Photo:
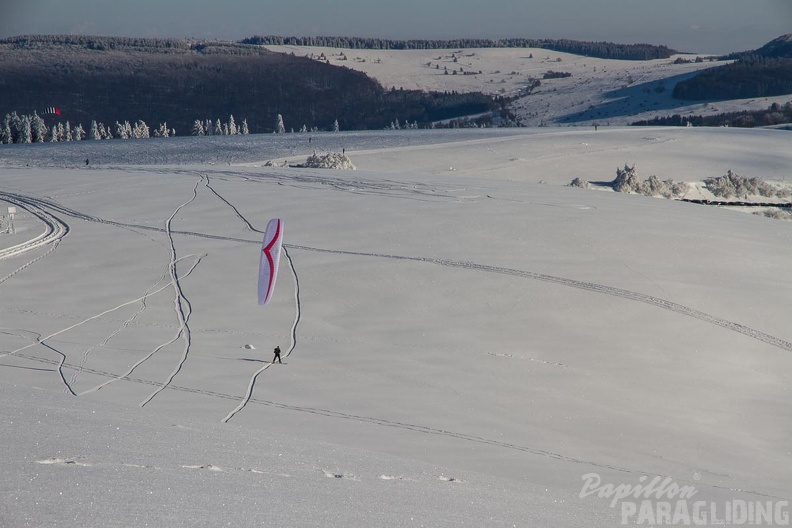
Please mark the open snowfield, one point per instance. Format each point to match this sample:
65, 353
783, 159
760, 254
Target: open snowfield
465, 338
602, 91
---
Short task:
Print out all of the data above word for word, leaving out any pictures.

Written reply:
Photo:
Please mark the open snowfield, one point per instance. Format each point to match this sample:
65, 353
783, 159
760, 254
Target: open snowfield
465, 338
602, 91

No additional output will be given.